### Problem description
Please pick out each line of the data below that contains the word "comma" and copy those lines in full.

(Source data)
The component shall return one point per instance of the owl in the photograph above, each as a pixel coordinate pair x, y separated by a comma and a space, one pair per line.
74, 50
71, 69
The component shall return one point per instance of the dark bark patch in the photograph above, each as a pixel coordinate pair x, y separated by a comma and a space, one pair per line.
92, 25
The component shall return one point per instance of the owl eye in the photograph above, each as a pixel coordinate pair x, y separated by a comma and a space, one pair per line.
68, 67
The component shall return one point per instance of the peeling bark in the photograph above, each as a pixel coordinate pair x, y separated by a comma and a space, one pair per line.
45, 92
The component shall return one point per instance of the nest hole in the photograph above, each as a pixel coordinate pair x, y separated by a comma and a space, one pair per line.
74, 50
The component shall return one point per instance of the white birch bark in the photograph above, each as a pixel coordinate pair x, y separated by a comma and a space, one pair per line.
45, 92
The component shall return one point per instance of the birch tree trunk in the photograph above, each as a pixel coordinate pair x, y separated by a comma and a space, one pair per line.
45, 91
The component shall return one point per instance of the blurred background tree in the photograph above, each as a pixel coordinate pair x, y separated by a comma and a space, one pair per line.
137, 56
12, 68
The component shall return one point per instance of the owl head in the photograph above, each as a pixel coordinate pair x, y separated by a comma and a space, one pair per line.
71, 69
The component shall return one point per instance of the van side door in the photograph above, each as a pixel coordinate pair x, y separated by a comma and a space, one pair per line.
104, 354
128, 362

---

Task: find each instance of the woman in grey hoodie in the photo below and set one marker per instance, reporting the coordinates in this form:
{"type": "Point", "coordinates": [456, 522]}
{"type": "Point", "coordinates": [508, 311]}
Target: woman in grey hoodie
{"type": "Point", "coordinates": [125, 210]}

### The result
The component shall return one point per instance of the owl in the photograph above, each as a pixel coordinate pair x, y separated by a comma and a space, one pair per line.
The component shall return one point per instance of the dark bark patch in the photograph above, each as a pixel coordinate pair x, y separated by a comma and a space, one pair per line.
The component shall return one point per instance of the owl eye in the photograph above, each as a pixel coordinate pair x, y separated by a comma and a space, one pair per line.
The component shall return one point per instance of the peeling bark in the photograph above, each as a pixel coordinate pair x, y separated by a comma and a space, one pair per line.
The component shall return one point per instance of the nest hole in the photograph above, each as a pixel coordinate pair x, y separated by a comma and a space, one pair per line.
The component shall return one point per instance of the white birch bark in the photograph above, each as a pixel coordinate pair x, y separated by a comma and a space, one pair per line.
The component shall return one point per instance of the birch tree trunk in the photograph above, each as a pixel coordinate pair x, y separated by a comma and a space, one pair per line.
The component shall return one point per instance of the blurred background tree in the photograph above, each as a pixel coordinate pair x, y separated by a comma and a space, one pair per line.
The component shall return one point per instance of the owl head in the photograph above, each as a pixel coordinate pair x, y separated by a comma and a space, one pair per line.
The component shall return one point per instance of the van side door in the photograph above, each as a pixel coordinate pair x, y separated by a comma and a space, one pair per line.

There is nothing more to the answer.